Reading text: Begin
Jordan’s tourism industry continued to boost in spite of regional difficulties. Tourism revenues displayed a 9.68% y-o-y increase to $3.40B. The main driver behind this leap in revenues was the increased influx of tourists to the Kingdom during Pope Francis’s visit, which attracted large numbers of tourists, however with the same occupancy rate of last year, as revealed by Ernst and Young’s occupancy rate that stagnated at 61.00% in the first nine months of 2014, similarly to the same period in 2013.
On the external front, trade deficit widened by 3.82% y-o-y by August 2014 to $7.57B compared to $7.23B in the same period of 2013. August statistics were reflective of this widening, with total imports growing 13.07% to $1.01B, more than offsetting the 8.58% growth in exports to $311.39M. This jump can be attributed to the continued interruption of gas imports from Egypt, which forced the Jordanian government in to switching to fuel oil and diesel, imported primarily from Russia, the UAE, and India to satisfy the country’s energy needs. These figures explain the 3.97% y-o-y drop in the export/import ratio to 30.93% for August 2014, and a 2.07% y-o-y increase by August 2014 to 31.56%.
Reading text: End
Data shown: Begin
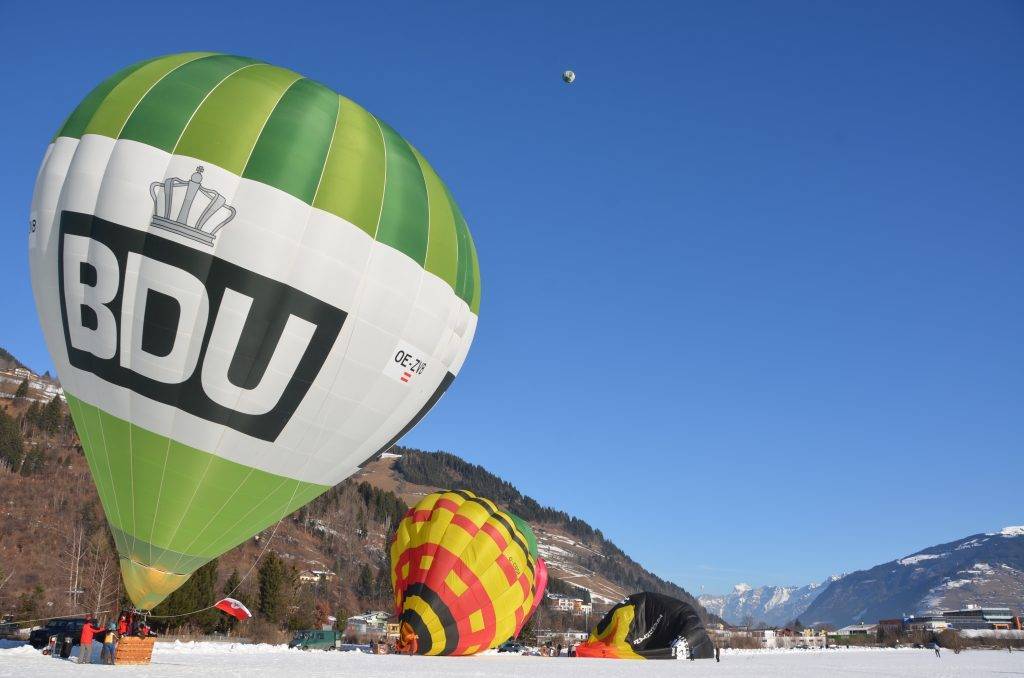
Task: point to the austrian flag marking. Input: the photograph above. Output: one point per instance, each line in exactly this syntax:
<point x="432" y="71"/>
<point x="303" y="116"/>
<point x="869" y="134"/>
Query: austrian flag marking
<point x="407" y="363"/>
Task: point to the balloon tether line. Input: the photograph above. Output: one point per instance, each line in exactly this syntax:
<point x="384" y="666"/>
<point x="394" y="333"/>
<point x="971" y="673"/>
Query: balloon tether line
<point x="242" y="581"/>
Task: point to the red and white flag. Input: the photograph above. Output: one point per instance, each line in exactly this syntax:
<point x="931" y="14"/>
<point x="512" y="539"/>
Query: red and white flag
<point x="235" y="608"/>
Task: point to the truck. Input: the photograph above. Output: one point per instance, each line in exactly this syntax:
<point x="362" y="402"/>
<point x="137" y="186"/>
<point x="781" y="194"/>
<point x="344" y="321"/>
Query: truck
<point x="70" y="626"/>
<point x="316" y="639"/>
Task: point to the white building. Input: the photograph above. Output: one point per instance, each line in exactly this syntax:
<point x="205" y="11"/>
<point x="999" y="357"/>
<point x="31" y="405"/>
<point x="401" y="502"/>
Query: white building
<point x="568" y="604"/>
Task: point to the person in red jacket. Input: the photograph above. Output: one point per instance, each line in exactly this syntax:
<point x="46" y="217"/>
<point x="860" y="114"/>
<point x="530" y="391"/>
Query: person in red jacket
<point x="89" y="629"/>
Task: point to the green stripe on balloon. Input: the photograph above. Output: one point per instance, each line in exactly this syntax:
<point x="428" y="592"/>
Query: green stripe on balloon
<point x="464" y="276"/>
<point x="79" y="119"/>
<point x="167" y="108"/>
<point x="267" y="124"/>
<point x="352" y="183"/>
<point x="228" y="123"/>
<point x="403" y="215"/>
<point x="294" y="144"/>
<point x="442" y="253"/>
<point x="189" y="505"/>
<point x="117" y="109"/>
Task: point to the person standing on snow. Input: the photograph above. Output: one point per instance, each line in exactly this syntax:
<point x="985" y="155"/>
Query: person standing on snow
<point x="110" y="640"/>
<point x="89" y="629"/>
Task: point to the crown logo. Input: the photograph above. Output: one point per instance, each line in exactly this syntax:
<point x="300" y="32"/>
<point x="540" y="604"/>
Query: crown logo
<point x="196" y="212"/>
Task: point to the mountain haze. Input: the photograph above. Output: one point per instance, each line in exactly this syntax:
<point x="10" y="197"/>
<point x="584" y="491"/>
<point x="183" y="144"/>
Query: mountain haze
<point x="985" y="568"/>
<point x="774" y="605"/>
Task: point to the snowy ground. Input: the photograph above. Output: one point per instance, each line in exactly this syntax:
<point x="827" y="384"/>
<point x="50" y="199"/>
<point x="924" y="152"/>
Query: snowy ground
<point x="224" y="661"/>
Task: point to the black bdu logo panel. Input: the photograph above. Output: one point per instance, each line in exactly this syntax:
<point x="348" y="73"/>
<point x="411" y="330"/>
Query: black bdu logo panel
<point x="261" y="346"/>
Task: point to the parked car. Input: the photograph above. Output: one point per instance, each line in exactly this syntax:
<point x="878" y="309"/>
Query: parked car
<point x="316" y="639"/>
<point x="71" y="626"/>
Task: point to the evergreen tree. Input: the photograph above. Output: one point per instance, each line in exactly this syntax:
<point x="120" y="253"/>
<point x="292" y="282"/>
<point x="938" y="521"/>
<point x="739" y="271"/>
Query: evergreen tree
<point x="11" y="445"/>
<point x="232" y="583"/>
<point x="51" y="416"/>
<point x="365" y="585"/>
<point x="32" y="415"/>
<point x="273" y="586"/>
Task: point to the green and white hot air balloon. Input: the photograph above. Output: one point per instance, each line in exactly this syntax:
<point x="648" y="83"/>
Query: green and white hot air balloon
<point x="249" y="286"/>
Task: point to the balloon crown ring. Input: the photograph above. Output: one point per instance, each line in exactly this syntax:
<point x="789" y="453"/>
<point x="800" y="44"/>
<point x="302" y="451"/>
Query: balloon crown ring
<point x="202" y="214"/>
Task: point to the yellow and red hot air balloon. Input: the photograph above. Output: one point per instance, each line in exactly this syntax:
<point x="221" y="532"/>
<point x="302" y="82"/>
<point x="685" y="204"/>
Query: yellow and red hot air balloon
<point x="466" y="575"/>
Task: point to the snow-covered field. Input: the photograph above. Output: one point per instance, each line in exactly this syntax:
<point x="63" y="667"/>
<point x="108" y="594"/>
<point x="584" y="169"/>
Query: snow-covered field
<point x="225" y="661"/>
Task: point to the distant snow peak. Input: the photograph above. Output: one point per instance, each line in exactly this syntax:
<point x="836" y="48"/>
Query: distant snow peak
<point x="914" y="559"/>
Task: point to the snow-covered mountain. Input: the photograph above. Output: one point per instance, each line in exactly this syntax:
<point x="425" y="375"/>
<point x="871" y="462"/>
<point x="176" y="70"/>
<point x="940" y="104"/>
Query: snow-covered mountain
<point x="986" y="569"/>
<point x="774" y="605"/>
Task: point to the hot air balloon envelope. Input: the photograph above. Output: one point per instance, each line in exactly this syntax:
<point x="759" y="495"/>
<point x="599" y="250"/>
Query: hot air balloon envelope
<point x="465" y="574"/>
<point x="249" y="285"/>
<point x="648" y="626"/>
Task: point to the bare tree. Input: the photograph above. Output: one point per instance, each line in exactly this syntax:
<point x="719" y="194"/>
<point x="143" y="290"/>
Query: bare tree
<point x="73" y="558"/>
<point x="102" y="575"/>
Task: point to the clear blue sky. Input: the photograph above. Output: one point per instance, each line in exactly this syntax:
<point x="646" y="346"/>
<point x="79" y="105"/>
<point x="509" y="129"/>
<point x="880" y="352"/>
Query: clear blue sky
<point x="753" y="285"/>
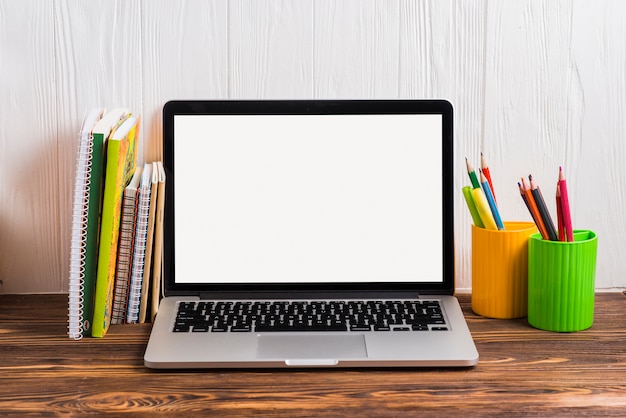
Data shown: End
▸ Assignment
Please return the full passage on Jordan's tourism and trade word for word, with nothing changed or left out.

▸ Exercise solution
Jordan’s tourism industry continued to boost in spite of regional difficulties. Tourism revenues displayed a 9.68% y-o-y increase to $3.40B. The main driver behind this leap in revenues was the increased influx of tourists to the Kingdom during Pope Francis’s visit, which attracted large numbers of tourists, however with the same occupancy rate of last year, as revealed by Ernst and Young’s occupancy rate that stagnated at 61.00% in the first nine months of 2014, similarly to the same period in 2013.
On the external front, trade deficit widened by 3.82% y-o-y by August 2014 to $7.57B compared to $7.23B in the same period of 2013. August statistics were reflective of this widening, with total imports growing 13.07% to $1.01B, more than offsetting the 8.58% growth in exports to $311.39M. This jump can be attributed to the continued interruption of gas imports from Egypt, which forced the Jordanian government in to switching to fuel oil and diesel, imported primarily from Russia, the UAE, and India to satisfy the country’s energy needs. These figures explain the 3.97% y-o-y drop in the export/import ratio to 30.93% for August 2014, and a 2.07% y-o-y increase by August 2014 to 31.56%.